Arbeitsauftrag →
Gib aus der Stellungnahme zur Flüchtlingspolitik den Abschnitt von „Stellungnahme von Weihbischof“ bis „ich sehr dankbar!“ wörtlich wieder.

Textauszug →
Stellungnahme von Weihbischof Dr. Christoph Hegge zur aktuellen Flüchtlingspolitik

„Die christliche Botschaft ist in ihrem Kern die große Botschaft der einen Menschheitsfamilie, in der Frieden und Gerechtigkeit herrschen. Nach wie vor lösen Krieg und Verfolgung einen großen Flüchtlingsstrom in die reichen Länder Europas aus. Auch in unserer Region kommen tausende Menschen an, die ihre Heimat verlassen haben, um bei uns Sicherheit und Schutz zu finden. Dies stellt Politiker und Verwaltungen vor große Herausforderungen. Unzählige Menschen in unseren Städten und Dörfern helfen den Geflüchteten. Dafür bin ich sehr dankbar!

Vor allem muss es darum gehen, die Gewalt zu überwinden und den Krieg zu ächten. Zum Christentum gehört die Botschaft vom Ende der Gewalt. In der gegenwärtigen Situation sind wir Christen – gerade in einer Grenzregion – aufgefordert, daran mitzuhelfen, dass das große christlich geprägte Friedensprojekt Europa nicht zugrunde geht.

Dazu gehört, dass die EU-Außengrenzen keine Todesfallen sein dürfen. Das Mittelmeer mit seinen 25.000 gezählten und nochmals so vielen ungezählten Toten hat sich schon jetzt in das „größte flüssige Grab“ verwandelt. Das darf uns nicht kalt lassen. Denn es ist ein Skandal und eine Schande, wie es auch schon Papst Franziskus angemahnt hat.

Bereitgestelltes Material →
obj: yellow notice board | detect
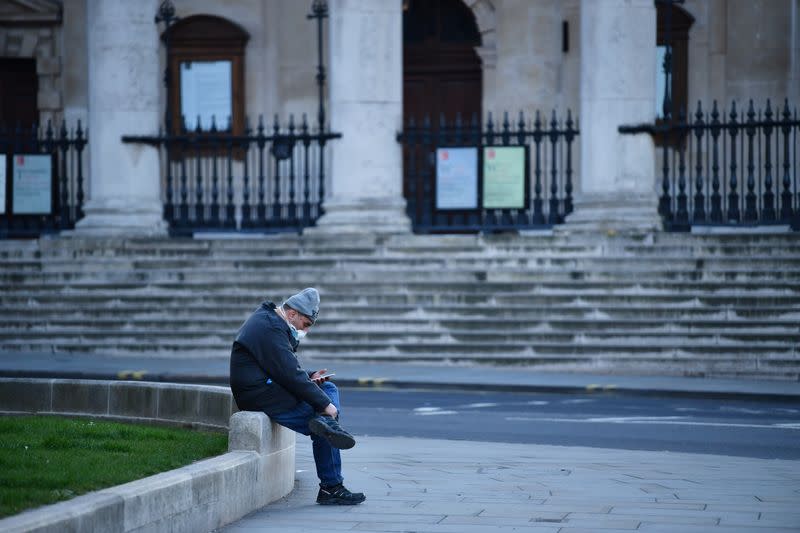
[483,146,527,209]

Richtige Antwort →
Stellungnahme von Weihbischof Dr. Christoph Hegge zur aktuellen Flüchtlingspolitik

„Die christliche Botschaft ist in ihrem Kern die große Botschaft der einen Menschheitsfamilie, in der Frieden und Gerechtigkeit herrschen. Nach wie vor lösen Krieg und Verfolgung einen großen Flüchtlingsstrom in die reichen Länder Europas aus. Auch in unserer Region kommen tausende Menschen an, die ihre Heimat verlassen haben, um bei uns Sicherheit und Schutz zu finden. Dies stellt Politiker und Verwaltungen vor große Herausforderungen. Unzählige Menschen in unseren Städten und Dörfern helfen den Geflüchteten. Dafür bin ich sehr dankbar!